Supplied material START
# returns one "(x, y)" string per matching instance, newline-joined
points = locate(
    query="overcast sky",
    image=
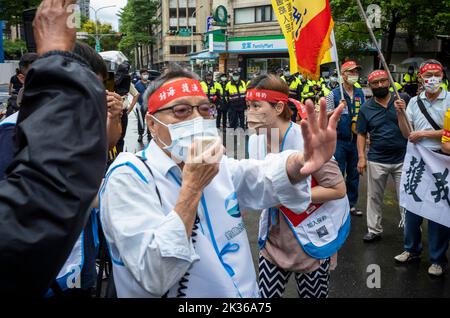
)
(108, 15)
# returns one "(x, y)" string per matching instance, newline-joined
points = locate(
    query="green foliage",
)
(13, 49)
(418, 18)
(108, 43)
(11, 11)
(136, 21)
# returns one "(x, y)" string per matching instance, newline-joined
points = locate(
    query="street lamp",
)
(97, 36)
(192, 37)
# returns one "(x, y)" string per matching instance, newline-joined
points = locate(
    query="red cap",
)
(349, 65)
(377, 74)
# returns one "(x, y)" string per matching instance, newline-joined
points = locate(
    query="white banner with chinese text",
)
(425, 183)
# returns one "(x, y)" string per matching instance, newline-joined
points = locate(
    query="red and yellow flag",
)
(284, 11)
(312, 26)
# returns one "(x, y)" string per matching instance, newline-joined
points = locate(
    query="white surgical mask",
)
(184, 133)
(432, 84)
(352, 79)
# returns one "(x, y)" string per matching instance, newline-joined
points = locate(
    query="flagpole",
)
(338, 69)
(383, 61)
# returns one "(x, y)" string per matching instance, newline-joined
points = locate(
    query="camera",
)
(28, 17)
(117, 64)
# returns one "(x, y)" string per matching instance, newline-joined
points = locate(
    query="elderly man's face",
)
(179, 110)
(379, 82)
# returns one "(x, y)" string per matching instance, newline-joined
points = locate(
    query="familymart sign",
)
(271, 43)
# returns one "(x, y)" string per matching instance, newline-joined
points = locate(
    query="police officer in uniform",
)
(214, 92)
(235, 94)
(294, 90)
(410, 82)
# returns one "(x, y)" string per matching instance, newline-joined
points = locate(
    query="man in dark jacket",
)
(60, 159)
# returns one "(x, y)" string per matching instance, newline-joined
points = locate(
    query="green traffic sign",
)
(184, 32)
(221, 16)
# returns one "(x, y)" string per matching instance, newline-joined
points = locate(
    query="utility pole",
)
(192, 37)
(98, 36)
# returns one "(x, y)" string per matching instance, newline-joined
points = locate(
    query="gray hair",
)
(430, 61)
(174, 71)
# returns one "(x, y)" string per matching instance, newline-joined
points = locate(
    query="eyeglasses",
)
(185, 110)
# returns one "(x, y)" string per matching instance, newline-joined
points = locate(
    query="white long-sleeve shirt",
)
(151, 238)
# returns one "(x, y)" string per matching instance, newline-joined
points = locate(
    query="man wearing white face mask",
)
(171, 213)
(141, 86)
(426, 114)
(346, 149)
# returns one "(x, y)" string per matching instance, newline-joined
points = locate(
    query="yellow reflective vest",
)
(446, 134)
(409, 79)
(213, 90)
(295, 87)
(235, 96)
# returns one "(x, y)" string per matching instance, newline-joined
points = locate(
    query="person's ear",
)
(151, 124)
(279, 107)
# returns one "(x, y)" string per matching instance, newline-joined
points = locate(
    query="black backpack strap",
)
(427, 115)
(159, 196)
(151, 173)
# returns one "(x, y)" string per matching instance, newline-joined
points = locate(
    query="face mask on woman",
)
(261, 118)
(380, 92)
(432, 84)
(352, 79)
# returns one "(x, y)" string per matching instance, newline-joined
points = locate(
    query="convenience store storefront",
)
(256, 53)
(265, 54)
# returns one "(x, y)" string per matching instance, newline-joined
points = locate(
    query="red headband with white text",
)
(266, 95)
(430, 67)
(184, 87)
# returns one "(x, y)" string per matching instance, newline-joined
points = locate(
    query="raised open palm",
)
(319, 136)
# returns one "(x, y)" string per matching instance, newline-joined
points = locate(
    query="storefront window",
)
(265, 65)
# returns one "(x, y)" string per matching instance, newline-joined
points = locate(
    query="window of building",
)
(182, 12)
(244, 15)
(172, 13)
(173, 4)
(179, 49)
(254, 15)
(192, 4)
(191, 11)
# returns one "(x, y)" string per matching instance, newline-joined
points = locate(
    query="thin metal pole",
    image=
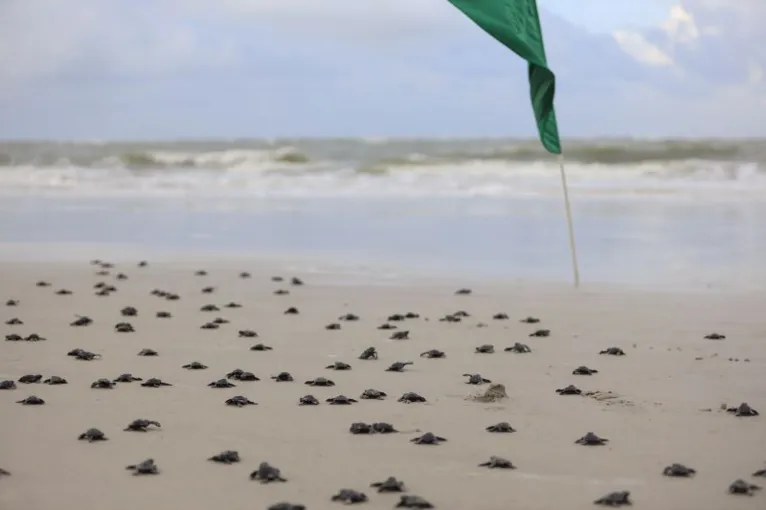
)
(572, 248)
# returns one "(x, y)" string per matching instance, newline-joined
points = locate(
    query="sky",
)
(169, 69)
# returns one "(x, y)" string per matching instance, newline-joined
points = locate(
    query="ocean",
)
(675, 213)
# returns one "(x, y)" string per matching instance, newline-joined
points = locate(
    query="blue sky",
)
(102, 69)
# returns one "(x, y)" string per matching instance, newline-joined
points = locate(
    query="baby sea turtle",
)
(195, 365)
(591, 439)
(83, 355)
(679, 470)
(369, 353)
(476, 379)
(147, 467)
(55, 380)
(383, 428)
(103, 384)
(129, 311)
(341, 400)
(498, 462)
(141, 425)
(390, 484)
(411, 397)
(339, 365)
(32, 400)
(502, 427)
(618, 498)
(127, 378)
(428, 438)
(371, 394)
(222, 383)
(81, 321)
(518, 348)
(226, 457)
(349, 497)
(124, 327)
(267, 473)
(239, 401)
(569, 390)
(91, 435)
(245, 376)
(360, 428)
(320, 381)
(308, 400)
(154, 382)
(412, 501)
(742, 487)
(398, 366)
(7, 385)
(742, 410)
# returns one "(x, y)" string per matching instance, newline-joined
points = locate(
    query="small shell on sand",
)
(493, 393)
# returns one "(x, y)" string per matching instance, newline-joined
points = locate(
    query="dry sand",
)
(670, 387)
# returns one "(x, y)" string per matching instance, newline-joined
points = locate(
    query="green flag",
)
(516, 24)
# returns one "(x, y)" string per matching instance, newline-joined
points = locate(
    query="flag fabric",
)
(516, 24)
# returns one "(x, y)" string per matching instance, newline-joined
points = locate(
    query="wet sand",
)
(670, 387)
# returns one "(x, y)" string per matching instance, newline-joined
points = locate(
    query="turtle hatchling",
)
(390, 484)
(267, 473)
(618, 498)
(320, 381)
(226, 457)
(341, 400)
(476, 379)
(349, 497)
(679, 470)
(369, 353)
(91, 435)
(141, 425)
(502, 427)
(398, 366)
(147, 467)
(240, 401)
(498, 462)
(428, 438)
(591, 439)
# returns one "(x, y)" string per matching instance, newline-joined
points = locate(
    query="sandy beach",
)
(668, 389)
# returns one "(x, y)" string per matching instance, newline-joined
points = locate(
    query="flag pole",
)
(572, 247)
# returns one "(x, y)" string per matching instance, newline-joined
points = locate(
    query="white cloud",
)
(634, 44)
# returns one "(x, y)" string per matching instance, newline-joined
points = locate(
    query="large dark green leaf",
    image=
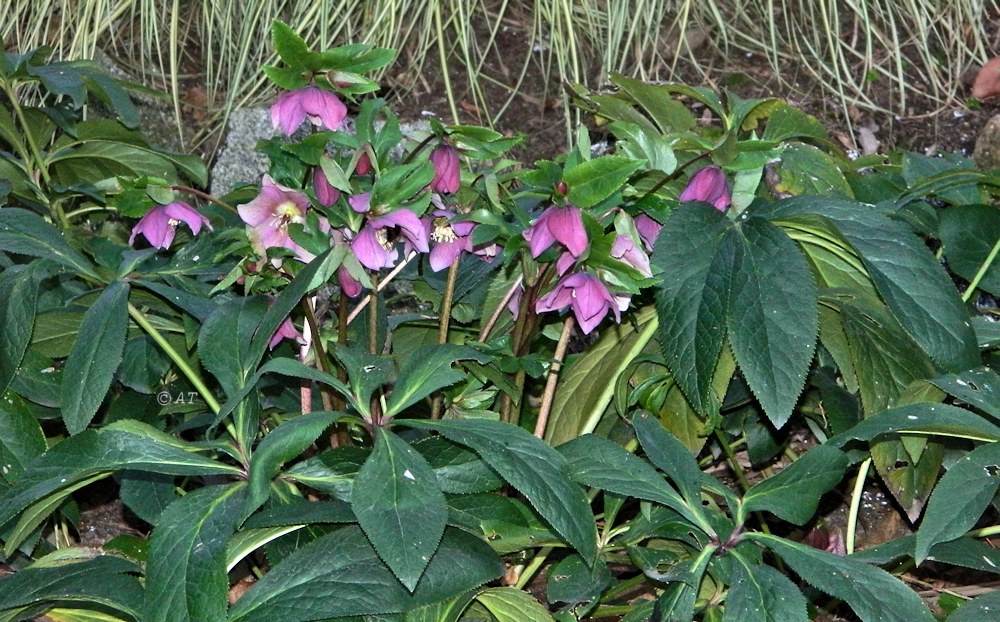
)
(341, 575)
(772, 316)
(959, 499)
(532, 467)
(73, 576)
(693, 299)
(400, 506)
(873, 594)
(186, 573)
(795, 492)
(26, 233)
(95, 356)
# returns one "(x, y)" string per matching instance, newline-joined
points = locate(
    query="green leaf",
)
(400, 507)
(125, 444)
(925, 419)
(26, 233)
(18, 296)
(186, 572)
(508, 604)
(968, 233)
(592, 181)
(341, 575)
(867, 589)
(961, 496)
(95, 356)
(425, 370)
(532, 467)
(760, 593)
(587, 382)
(693, 299)
(21, 437)
(794, 493)
(283, 443)
(772, 319)
(980, 609)
(599, 462)
(75, 575)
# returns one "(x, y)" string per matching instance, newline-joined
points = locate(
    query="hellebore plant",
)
(159, 225)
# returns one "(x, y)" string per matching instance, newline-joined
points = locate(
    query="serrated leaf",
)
(26, 233)
(762, 594)
(283, 443)
(961, 496)
(508, 604)
(532, 467)
(587, 382)
(186, 572)
(772, 318)
(794, 493)
(592, 181)
(341, 575)
(693, 299)
(94, 357)
(867, 589)
(400, 507)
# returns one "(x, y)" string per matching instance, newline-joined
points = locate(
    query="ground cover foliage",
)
(406, 377)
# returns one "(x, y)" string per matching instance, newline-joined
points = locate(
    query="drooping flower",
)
(326, 194)
(557, 224)
(269, 215)
(586, 295)
(159, 225)
(447, 175)
(709, 186)
(648, 230)
(321, 107)
(375, 244)
(625, 251)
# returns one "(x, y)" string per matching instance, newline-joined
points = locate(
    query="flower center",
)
(443, 233)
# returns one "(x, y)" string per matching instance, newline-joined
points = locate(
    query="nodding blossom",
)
(586, 295)
(321, 107)
(708, 185)
(269, 215)
(159, 225)
(557, 224)
(447, 174)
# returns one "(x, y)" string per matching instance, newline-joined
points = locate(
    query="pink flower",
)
(648, 229)
(322, 108)
(557, 224)
(269, 215)
(159, 225)
(624, 250)
(447, 175)
(708, 185)
(586, 295)
(326, 194)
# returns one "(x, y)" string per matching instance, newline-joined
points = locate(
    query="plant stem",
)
(852, 515)
(550, 382)
(982, 272)
(444, 322)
Supplied material END
Lines with "window" in them are what the answer must contain; copy each from the records above.

    query="storefront window",
    query="window of building",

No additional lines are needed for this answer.